• **The input**:
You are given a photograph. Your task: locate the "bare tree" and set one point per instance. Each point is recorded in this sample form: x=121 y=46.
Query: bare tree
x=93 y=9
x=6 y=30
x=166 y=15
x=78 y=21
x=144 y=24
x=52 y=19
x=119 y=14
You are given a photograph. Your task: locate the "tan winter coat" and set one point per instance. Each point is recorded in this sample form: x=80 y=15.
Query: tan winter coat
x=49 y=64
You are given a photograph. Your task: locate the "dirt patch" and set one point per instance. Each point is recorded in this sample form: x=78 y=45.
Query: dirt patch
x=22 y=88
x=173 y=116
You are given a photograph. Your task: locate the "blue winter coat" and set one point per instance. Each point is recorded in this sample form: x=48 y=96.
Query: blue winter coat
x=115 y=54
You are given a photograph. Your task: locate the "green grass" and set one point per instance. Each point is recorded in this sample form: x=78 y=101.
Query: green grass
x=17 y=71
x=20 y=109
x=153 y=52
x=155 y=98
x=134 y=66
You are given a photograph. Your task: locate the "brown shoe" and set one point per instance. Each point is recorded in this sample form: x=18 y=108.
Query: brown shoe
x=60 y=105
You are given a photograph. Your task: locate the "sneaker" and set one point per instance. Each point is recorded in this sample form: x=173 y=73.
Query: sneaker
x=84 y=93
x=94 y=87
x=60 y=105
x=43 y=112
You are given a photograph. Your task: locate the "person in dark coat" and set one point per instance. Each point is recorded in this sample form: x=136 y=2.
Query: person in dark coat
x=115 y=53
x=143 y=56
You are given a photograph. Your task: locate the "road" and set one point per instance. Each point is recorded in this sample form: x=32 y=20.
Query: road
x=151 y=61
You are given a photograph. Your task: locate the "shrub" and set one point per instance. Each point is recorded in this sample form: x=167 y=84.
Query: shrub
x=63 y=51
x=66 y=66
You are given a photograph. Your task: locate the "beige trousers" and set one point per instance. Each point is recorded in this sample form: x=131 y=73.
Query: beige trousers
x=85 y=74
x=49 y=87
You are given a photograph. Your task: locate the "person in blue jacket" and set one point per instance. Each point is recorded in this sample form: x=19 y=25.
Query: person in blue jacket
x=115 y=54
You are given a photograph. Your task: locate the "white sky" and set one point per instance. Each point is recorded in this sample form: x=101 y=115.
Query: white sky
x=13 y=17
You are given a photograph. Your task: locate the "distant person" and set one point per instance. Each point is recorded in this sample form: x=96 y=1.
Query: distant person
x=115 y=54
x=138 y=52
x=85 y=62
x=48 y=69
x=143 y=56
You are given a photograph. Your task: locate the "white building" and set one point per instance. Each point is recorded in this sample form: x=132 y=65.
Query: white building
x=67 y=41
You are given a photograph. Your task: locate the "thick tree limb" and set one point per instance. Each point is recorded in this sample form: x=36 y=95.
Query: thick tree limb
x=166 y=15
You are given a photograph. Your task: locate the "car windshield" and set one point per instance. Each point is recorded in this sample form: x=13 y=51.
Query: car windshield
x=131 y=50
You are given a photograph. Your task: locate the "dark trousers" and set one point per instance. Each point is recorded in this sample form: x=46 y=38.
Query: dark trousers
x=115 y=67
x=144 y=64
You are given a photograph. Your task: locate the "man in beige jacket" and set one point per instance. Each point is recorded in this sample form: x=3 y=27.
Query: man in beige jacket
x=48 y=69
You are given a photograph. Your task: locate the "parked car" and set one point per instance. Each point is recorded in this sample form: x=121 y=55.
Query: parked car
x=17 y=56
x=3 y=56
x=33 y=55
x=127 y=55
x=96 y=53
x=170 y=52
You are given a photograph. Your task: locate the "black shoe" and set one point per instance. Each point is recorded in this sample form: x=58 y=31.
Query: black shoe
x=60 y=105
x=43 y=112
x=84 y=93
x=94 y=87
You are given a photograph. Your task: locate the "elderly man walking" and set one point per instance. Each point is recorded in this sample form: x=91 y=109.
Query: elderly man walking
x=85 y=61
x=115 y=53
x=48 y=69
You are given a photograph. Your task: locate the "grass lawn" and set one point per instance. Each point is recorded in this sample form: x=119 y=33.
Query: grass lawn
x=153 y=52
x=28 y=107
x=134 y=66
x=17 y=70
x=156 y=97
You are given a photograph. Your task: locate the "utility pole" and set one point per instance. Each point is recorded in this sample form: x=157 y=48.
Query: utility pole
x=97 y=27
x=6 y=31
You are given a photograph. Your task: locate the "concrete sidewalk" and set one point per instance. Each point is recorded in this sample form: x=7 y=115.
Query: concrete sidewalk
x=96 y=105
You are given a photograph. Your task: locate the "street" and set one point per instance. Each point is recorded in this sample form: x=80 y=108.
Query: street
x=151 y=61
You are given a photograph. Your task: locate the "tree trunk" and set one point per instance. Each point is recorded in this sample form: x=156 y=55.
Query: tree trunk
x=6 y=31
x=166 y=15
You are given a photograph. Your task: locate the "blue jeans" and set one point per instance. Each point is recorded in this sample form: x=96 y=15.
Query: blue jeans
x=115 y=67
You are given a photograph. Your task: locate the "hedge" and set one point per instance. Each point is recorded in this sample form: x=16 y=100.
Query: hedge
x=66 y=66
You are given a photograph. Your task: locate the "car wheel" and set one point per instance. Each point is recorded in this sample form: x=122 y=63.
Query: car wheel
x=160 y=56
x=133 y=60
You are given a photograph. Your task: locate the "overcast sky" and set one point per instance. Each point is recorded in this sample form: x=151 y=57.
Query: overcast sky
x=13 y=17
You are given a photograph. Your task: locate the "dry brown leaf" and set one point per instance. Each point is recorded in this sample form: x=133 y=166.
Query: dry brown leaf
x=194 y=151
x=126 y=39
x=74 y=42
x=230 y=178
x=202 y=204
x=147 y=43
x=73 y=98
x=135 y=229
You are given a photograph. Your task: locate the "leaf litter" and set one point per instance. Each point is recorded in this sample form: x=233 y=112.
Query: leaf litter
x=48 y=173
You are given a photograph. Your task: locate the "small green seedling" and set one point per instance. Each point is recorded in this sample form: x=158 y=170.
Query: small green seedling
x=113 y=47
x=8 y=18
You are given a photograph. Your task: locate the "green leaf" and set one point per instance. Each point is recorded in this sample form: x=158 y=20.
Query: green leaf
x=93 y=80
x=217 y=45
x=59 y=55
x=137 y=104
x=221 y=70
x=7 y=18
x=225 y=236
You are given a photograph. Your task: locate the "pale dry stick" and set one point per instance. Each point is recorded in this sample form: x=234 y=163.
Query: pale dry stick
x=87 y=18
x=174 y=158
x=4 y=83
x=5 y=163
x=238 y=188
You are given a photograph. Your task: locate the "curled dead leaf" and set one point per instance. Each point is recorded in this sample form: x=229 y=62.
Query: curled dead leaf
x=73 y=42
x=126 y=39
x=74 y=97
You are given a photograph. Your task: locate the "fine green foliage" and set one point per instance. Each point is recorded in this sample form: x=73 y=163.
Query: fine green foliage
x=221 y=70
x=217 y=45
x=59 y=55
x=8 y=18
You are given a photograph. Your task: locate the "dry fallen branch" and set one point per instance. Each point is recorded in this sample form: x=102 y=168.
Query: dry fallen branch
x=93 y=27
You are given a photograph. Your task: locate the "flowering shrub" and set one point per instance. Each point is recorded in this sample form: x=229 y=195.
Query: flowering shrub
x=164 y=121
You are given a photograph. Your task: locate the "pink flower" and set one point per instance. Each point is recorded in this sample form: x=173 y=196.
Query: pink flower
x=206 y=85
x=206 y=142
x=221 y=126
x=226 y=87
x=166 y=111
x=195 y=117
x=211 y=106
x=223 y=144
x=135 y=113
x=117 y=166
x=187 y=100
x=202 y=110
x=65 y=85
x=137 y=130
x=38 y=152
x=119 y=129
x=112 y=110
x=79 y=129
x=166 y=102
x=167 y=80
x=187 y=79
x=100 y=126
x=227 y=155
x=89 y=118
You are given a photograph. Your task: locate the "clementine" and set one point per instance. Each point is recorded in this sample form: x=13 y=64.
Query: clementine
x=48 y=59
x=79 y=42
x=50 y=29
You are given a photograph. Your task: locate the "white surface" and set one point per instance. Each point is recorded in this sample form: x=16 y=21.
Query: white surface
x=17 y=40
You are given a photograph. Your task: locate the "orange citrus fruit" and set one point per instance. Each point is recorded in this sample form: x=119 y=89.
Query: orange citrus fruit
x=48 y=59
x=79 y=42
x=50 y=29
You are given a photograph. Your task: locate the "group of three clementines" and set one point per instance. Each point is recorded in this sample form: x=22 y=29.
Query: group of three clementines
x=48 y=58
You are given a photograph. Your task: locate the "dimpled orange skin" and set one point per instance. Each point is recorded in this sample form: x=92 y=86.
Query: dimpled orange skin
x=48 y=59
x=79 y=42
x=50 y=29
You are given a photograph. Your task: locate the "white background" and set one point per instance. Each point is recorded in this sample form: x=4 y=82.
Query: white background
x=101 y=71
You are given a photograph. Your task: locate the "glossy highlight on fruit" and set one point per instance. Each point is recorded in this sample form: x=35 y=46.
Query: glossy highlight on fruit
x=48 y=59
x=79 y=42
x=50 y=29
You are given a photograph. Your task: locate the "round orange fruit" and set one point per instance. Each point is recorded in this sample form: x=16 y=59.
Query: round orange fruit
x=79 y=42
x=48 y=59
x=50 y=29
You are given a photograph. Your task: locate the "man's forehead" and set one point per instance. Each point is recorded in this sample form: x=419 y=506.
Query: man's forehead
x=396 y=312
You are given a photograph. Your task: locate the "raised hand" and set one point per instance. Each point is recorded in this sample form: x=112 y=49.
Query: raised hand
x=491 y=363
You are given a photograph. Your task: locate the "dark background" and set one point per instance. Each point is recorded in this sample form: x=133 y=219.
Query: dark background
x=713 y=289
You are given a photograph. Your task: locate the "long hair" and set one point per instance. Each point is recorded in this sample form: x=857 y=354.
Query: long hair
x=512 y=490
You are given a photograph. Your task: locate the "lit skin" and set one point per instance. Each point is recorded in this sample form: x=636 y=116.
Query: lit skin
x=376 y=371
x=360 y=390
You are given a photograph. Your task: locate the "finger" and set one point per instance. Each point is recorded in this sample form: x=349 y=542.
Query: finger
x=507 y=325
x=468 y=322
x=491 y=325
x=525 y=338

• **Exercise task**:
Copy only this span: the line that contains "form: x=419 y=506.", the last line, and every line between them.

• **Reply**:
You are given a photograph. Your task: locate the "man's forehead" and set one point per instance. Each point is recorded in this sample form: x=419 y=506.
Query: man's forehead
x=396 y=312
You are given a photograph. Your task: locate the "raised hand" and set one point per instance. Each point is recorded in this sample form: x=112 y=49.
Query: raised hand
x=491 y=363
You are given a photograph. Your task: locate the "dark background" and set one point per instance. Each point is recorded in this sample form: x=133 y=219.
Query: dark background
x=713 y=289
You are given a photograph. Your task: locate the "long hair" and set one point per instance. Each point is recorded in this sample form: x=857 y=354.
Query: long hair
x=512 y=490
You are given a photograph. Your task: locate the "lit skin" and set one point per instance. Each point is recorded in this sample form: x=636 y=116.
Query: lit skin
x=376 y=371
x=360 y=390
You are given a photograph. Your task: locate the "finger" and set one point per instance. Each point is recorded in this sample form: x=349 y=542.
Query: finger
x=507 y=325
x=468 y=322
x=491 y=325
x=525 y=338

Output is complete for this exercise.